= Избранный фрагмент =
────────

Александр Гуревич - «Свободная стихия». Статьи о творчестве Пушкина
И уж, конечно, такие ассоциации жили в сознании самого поэта. Недаром на черновых листах «Полтавы» возникает целая «сюита рисунков, посвященная изображениям повешенных» [7. С. 81] (см. также [1. С. 59–60]). Как известно, в тревожное время работы над «Полтавой» (неясный исход дела об отрывке из «Андрея Шенье» и дела о «Гаврилиаде») Пушкин был особенно склонен сближать или даже отождествлять свою судьбу, свою возможную участь с судьбой и участью декабристов.
Необычность «Полтавы», следовательно, в том, что в ней представлено сразу два бунта: бунт Мазепы против Петра и как бы вмонтированный в него бунт Кочубея против Мазепы. И если первый из них автором безусловно осужден, то второй – в полном соответствии с политическими взглядами Пушкина – изображен весьма сочувственно.
Разумеется, напрасно искать в поэме прямых аналогий с современностью и тем более замаскированного изображения недавних политических событий. Речь может идти только о глубинных соотнесениях и ассоциациях, однако ассоциациях отнюдь не случайных, а предусмотренных всем художественным заданием и замыслом произведения.

────────

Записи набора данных

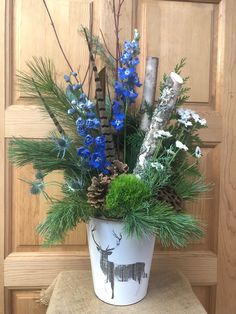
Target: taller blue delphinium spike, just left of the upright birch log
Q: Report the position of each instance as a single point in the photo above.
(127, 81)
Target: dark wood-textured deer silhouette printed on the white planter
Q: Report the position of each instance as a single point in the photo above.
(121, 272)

────────

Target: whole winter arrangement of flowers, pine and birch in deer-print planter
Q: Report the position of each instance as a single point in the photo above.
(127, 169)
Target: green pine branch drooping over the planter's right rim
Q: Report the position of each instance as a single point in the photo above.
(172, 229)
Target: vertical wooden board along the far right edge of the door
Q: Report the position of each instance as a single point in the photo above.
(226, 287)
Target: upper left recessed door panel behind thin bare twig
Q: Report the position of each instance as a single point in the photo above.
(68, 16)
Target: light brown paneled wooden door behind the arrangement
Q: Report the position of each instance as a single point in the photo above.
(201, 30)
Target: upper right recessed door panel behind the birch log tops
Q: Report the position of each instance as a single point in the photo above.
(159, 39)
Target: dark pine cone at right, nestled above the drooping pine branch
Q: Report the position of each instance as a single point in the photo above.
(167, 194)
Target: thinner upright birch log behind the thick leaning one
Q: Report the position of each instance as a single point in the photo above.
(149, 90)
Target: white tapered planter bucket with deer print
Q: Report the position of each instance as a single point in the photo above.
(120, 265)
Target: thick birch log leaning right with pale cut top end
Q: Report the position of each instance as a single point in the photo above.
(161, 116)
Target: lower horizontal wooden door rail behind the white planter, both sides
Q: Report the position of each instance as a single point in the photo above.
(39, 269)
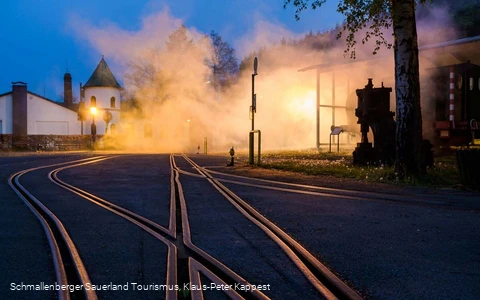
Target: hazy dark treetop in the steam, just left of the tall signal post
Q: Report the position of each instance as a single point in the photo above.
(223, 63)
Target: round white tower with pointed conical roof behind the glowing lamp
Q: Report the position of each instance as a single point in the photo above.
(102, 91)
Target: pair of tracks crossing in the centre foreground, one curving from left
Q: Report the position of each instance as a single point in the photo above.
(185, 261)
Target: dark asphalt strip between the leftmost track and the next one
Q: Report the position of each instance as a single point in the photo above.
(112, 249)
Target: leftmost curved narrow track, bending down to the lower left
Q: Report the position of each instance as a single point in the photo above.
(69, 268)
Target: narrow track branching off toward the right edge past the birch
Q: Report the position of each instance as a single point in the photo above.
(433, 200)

────────

Отредактируйте отрывок из статьи о поэме «Полтава», начиная со слов «Разумеется, напрасно искать» и вплоть до слов «и замыслом произведения.». Замените в нем «напрасно» на «бесполезно». Записи представляют собой самостоятельный материал, не связанный с фрагментом статьи.

= Решение задачи =
Разумеется, бесполезно искать в поэме прямых аналогий с современностью и тем более замаскированного изображения недавних политических событий. Речь может идти только о глубинных соотнесениях и ассоциациях, однако ассоциациях отнюдь не случайных, а предусмотренных всем художественным заданием и замыслом произведения.